[Begin Input rows]
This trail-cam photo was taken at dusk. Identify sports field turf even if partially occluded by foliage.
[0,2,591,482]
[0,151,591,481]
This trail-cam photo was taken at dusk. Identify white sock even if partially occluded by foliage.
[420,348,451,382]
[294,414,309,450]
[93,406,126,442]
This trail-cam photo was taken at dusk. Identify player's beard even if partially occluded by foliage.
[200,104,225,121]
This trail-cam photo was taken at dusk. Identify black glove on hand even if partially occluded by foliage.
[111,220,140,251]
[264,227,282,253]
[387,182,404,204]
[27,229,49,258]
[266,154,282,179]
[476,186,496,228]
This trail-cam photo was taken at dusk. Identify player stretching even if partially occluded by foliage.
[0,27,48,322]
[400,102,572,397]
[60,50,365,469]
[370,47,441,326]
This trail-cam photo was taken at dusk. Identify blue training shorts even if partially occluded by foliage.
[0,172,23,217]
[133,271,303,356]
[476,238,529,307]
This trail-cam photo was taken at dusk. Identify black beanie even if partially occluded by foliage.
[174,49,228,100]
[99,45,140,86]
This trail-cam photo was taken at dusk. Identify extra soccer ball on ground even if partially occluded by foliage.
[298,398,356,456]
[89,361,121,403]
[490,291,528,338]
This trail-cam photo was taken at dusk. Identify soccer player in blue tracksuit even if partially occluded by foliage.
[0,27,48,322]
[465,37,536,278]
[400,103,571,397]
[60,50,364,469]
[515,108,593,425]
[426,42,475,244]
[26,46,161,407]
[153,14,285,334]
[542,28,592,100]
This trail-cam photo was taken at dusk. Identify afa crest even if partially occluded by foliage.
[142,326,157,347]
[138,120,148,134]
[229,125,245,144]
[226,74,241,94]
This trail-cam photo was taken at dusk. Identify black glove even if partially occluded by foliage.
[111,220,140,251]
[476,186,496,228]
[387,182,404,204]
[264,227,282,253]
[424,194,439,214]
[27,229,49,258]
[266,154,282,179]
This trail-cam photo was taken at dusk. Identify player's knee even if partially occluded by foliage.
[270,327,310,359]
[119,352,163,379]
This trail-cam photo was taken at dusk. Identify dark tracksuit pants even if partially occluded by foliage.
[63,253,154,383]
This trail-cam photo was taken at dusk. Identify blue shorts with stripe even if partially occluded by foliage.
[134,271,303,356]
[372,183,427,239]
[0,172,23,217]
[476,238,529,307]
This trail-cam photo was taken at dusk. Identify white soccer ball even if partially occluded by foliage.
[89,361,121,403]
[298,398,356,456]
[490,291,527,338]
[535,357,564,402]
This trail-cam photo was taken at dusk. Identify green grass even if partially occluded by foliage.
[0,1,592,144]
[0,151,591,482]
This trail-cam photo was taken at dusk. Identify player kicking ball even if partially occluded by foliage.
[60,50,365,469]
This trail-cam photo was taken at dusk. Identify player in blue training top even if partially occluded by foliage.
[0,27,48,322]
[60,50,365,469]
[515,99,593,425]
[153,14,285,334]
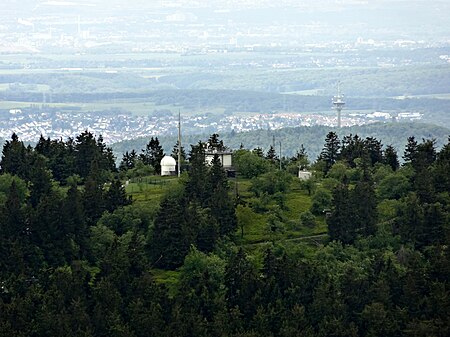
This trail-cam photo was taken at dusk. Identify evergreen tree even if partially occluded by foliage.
[30,153,52,207]
[206,133,225,152]
[265,145,278,163]
[208,154,237,235]
[396,193,425,243]
[0,180,25,240]
[383,145,400,171]
[433,137,450,193]
[171,140,187,162]
[252,147,264,158]
[140,137,164,174]
[34,134,51,158]
[403,136,417,164]
[63,182,89,259]
[327,184,356,244]
[186,142,211,202]
[340,134,365,167]
[74,130,100,178]
[319,131,340,174]
[83,160,105,226]
[150,192,197,269]
[351,181,377,236]
[0,133,29,179]
[105,178,131,212]
[364,137,383,166]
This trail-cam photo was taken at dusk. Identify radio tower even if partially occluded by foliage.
[332,82,345,128]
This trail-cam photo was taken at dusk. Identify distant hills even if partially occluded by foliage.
[112,123,450,160]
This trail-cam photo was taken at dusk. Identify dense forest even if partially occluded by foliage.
[111,123,450,161]
[0,131,450,337]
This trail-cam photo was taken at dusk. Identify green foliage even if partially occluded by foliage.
[0,173,30,204]
[233,150,270,178]
[311,188,331,215]
[300,211,316,227]
[377,171,411,199]
[250,171,292,196]
[0,131,450,337]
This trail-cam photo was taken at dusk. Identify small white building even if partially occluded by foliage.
[298,170,312,180]
[205,151,233,168]
[161,156,177,176]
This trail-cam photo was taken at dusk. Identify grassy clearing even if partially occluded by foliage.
[151,269,180,297]
[125,176,178,205]
[232,179,327,245]
[126,176,327,245]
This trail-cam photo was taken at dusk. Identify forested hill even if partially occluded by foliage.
[112,123,450,160]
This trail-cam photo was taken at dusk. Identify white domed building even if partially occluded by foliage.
[161,156,177,176]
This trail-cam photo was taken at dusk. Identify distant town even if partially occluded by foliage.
[0,105,422,144]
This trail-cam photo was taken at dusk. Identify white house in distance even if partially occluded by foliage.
[205,150,233,169]
[161,156,177,176]
[298,170,312,180]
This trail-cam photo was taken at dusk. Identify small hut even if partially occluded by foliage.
[161,156,177,176]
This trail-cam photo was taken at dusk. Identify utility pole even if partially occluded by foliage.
[178,110,181,178]
[280,140,281,171]
[332,82,345,128]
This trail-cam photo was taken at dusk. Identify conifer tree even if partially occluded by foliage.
[74,130,100,178]
[319,131,340,174]
[433,137,450,192]
[327,184,356,244]
[140,137,164,174]
[150,192,197,269]
[30,153,52,207]
[105,178,131,212]
[351,180,377,236]
[83,160,105,226]
[0,133,29,179]
[383,145,400,171]
[403,136,417,164]
[265,145,278,163]
[186,142,211,202]
[252,147,264,158]
[63,182,89,259]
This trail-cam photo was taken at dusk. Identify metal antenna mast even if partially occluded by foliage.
[178,110,181,178]
[332,82,345,128]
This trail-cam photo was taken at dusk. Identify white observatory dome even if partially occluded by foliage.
[161,156,177,176]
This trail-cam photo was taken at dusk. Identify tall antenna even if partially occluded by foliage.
[280,140,281,171]
[178,110,181,178]
[332,82,345,128]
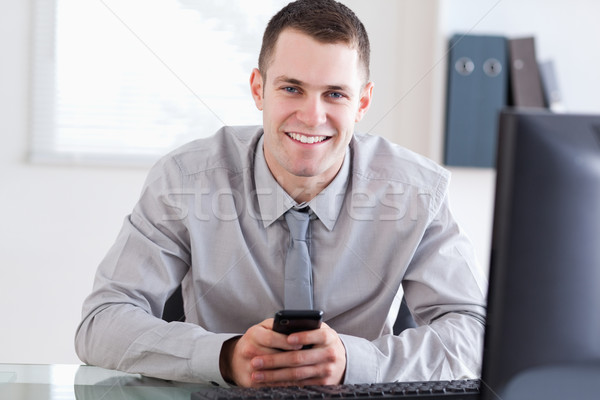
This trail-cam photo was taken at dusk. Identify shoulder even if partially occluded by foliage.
[350,134,450,200]
[151,126,263,180]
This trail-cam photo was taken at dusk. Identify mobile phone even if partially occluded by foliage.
[273,310,323,335]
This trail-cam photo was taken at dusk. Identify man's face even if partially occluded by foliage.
[251,29,373,195]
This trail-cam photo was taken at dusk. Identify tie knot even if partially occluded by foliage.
[285,210,310,240]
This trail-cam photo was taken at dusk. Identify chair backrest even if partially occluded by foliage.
[162,285,185,322]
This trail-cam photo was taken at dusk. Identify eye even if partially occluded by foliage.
[283,86,298,93]
[329,92,346,99]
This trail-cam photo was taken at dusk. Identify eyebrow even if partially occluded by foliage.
[273,75,351,92]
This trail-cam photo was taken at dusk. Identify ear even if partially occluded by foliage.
[250,68,264,111]
[354,82,375,122]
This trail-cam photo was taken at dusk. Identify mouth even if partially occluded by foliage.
[285,132,331,144]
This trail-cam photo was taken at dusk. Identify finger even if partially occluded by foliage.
[251,364,339,385]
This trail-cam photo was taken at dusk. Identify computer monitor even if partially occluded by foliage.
[482,109,600,400]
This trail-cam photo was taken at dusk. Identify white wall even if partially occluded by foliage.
[0,0,145,363]
[0,0,600,363]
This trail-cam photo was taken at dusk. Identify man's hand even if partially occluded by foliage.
[220,318,346,386]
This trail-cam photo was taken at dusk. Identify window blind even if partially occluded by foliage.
[30,0,285,165]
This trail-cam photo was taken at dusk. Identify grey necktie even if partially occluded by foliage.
[284,210,313,310]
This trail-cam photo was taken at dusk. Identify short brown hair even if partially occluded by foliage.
[258,0,371,82]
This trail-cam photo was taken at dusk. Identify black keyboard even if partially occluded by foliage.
[192,379,480,400]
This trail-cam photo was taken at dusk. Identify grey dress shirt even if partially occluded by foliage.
[75,127,487,384]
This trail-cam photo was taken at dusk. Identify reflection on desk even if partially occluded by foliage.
[0,364,213,400]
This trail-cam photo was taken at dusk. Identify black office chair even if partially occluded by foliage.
[162,285,417,335]
[162,285,185,322]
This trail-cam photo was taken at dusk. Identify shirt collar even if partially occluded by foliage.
[254,135,351,231]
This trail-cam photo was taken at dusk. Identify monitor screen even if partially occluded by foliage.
[482,109,600,400]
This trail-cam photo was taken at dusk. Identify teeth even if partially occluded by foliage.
[288,132,327,144]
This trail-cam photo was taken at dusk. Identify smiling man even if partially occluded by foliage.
[76,0,486,386]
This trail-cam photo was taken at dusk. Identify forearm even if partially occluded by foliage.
[340,313,484,383]
[75,304,234,383]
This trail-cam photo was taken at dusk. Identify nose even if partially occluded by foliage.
[296,96,327,127]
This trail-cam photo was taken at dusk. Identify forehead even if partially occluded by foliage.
[267,29,363,87]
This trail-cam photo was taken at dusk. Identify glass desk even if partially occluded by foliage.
[0,364,212,400]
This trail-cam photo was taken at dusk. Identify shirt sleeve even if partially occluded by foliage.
[75,155,235,384]
[340,192,487,383]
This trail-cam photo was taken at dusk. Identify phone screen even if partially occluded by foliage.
[273,310,323,335]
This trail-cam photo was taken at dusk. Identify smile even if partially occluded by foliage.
[286,132,329,144]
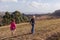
[End Input rows]
**Objective**
Starting at the line that has "This trail-cam photo was taken at dusk. Identify distant town", reproduce the records word for word, and stop after the line that has "[0,105,422,144]".

**Exercise result**
This trail-cam photo was taken at dusk. Identify distant town even if partially occluded by foliage.
[0,105,422,144]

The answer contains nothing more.